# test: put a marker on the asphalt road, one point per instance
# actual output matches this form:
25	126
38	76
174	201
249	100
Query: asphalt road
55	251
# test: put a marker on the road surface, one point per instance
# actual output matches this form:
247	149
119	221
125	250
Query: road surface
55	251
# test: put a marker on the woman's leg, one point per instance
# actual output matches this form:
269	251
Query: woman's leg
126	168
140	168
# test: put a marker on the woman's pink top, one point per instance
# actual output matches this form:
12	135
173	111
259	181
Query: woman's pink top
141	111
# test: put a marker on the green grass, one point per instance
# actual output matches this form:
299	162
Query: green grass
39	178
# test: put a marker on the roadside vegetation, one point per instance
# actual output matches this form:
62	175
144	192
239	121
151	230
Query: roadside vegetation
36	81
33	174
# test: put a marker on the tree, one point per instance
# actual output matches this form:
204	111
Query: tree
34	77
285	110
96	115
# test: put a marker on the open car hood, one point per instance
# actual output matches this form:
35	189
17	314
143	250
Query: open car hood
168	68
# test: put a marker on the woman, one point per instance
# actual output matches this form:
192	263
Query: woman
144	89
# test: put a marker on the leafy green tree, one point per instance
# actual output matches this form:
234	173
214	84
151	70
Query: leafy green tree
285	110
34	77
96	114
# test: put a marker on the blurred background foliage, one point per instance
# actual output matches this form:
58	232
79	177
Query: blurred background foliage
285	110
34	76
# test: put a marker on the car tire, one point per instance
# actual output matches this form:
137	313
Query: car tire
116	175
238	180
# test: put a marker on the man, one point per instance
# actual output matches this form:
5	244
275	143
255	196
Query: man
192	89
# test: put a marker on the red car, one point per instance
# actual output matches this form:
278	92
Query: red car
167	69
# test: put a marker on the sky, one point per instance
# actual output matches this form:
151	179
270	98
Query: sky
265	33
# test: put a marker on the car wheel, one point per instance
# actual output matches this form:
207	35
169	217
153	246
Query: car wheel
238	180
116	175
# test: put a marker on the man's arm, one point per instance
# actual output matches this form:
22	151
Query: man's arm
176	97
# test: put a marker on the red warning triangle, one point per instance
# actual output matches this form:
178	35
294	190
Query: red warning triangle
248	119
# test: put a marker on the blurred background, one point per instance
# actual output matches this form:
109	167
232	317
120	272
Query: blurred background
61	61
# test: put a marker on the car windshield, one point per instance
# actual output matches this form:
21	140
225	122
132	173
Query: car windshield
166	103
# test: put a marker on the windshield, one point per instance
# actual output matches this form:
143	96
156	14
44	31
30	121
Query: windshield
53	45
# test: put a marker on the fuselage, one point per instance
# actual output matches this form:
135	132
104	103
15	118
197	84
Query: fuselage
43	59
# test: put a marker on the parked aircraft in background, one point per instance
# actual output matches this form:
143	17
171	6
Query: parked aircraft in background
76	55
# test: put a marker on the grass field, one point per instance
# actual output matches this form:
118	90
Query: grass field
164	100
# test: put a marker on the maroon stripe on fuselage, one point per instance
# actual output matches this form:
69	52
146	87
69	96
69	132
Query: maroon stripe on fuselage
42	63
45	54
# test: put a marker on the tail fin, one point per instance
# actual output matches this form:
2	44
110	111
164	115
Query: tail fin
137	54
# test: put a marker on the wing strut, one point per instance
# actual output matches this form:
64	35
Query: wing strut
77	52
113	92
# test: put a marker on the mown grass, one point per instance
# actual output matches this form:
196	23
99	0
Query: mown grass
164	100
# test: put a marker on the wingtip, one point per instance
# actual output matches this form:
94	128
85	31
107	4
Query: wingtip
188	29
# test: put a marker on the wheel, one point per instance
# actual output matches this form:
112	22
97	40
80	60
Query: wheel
·····
▶ **TASK GOAL**: Reproduce all of the material above line for line, keeping every word, number and space unchanged.

▶ **RESULT BELOW**:
# test: put a marker on the asphalt road, one point per instance
# actual output matches this form:
25	126
38	76
174	201
249	100
Query: asphalt road
55	251
# test: put a marker on the road surface, one point per instance
# actual output matches this form:
247	149
119	221
125	250
Query: road surface
55	251
# test: put a marker on the woman's leg, one point per instance
# actual output matches this form:
269	251
Query: woman's leg
126	168
140	168
# test: put a marker on the woman's pink top, one point per instance
# actual output matches this form:
12	135
173	111
259	181
Query: woman's pink top
141	111
# test: put a marker on the green grass, one point per instance
# actual output matches this form:
299	162
Query: green grass
39	178
# test: put a marker on the roadside vegetation, one point per instance
# actual output matches this form:
62	175
144	192
239	121
151	230
Query: roadside vegetation
36	81
33	174
# test: put a marker on the tree, one point per instance
# actual output matches this form:
204	111
Query: tree
34	77
285	110
96	115
# test: put a marker on the open car hood, one point per instance
# actual output matches this form:
35	189
17	314
143	250
Query: open car hood
168	68
# test: put a marker on the woman, one point per instance
# actual output matches this form:
192	263
Query: woman
144	89
# test: put a marker on the leafy green tree, one point per instance
# actual output matches this form:
234	173
214	84
151	70
Query: leafy green tree
285	110
34	77
96	114
# test: put a marker on the blurred background foliage, one point per instance
# actual output matches this form:
58	232
79	177
Query: blurred background foliage
285	110
34	76
# test: put a marker on the car tire, one point per instance
# actual output matches this form:
137	313
Query: car tire
116	175
238	180
# test: put a marker on the man, one point per instance
# actual output matches this form:
5	244
275	143
255	196
Query: man
192	89
# test: put a marker on the red car, one point per instance
# actual output matches this form:
278	92
Query: red car
167	69
# test: put a marker on the sky, one point per instance
# actual output matches this form:
151	179
270	98
Query: sky
265	33
# test: put a marker on the car wheel, one point per instance
# actual output matches this form:
207	35
169	217
153	246
Query: car wheel
238	180
116	175
# test: put a marker on the man's arm, one point per instance
# actual output matches this form:
22	151
Query: man's arm
176	97
# test: put a marker on the red warning triangle, one point per instance
# actual output matches this form:
178	35
294	190
Query: red warning triangle
248	119
# test: put a marker on the blurred background, one point per instance
# actual output matches this form:
109	167
232	317
120	272
Query: blurred background
61	61
# test: put a marker on the car windshield, one point per instance
# actual output matches this form:
21	140
225	122
132	173
Query: car windshield
166	103
# test: put a marker on the windshield, one point per instance
# actual output matches this form:
143	96
156	14
44	31
30	121
Query: windshield
53	45
# test: put a marker on the fuselage, one point per instance
# actual output matches this form:
135	132
104	103
15	118
197	84
Query: fuselage
43	59
# test: put a marker on the parked aircraft in background, one point per instance
# actual output matches this form:
143	17
171	6
Query: parked aircraft in background
76	55
# test: put a marker on the grass field, one point per instance
# actual output matches this form:
118	90
Query: grass field
164	100
# test: put a marker on the maroon stripe on fuselage, one point per instance
# actual output matches this form:
69	52
146	87
69	96
69	132
Query: maroon stripe on fuselage
42	63
45	54
# test: put a marker on the tail fin, one point per instance
# actual output matches this form:
2	44
110	111
164	115
Query: tail fin
137	54
# test: put a marker on the wing strut, one point per instance
# actual output matches this form:
64	35
Query: wing strut
77	52
113	92
# test: put a marker on the mown grass, one point per instance
# actual output matches this form:
196	23
99	0
Query: mown grass
164	100
# test: put a marker on the wingtip, one point per instance
# actual output matches this form:
94	128
85	31
107	4
Query: wingtip
188	29
# test: put a marker on the wheel, one point per instance
# actual output matches this form:
112	22
97	40
80	60
Query: wheel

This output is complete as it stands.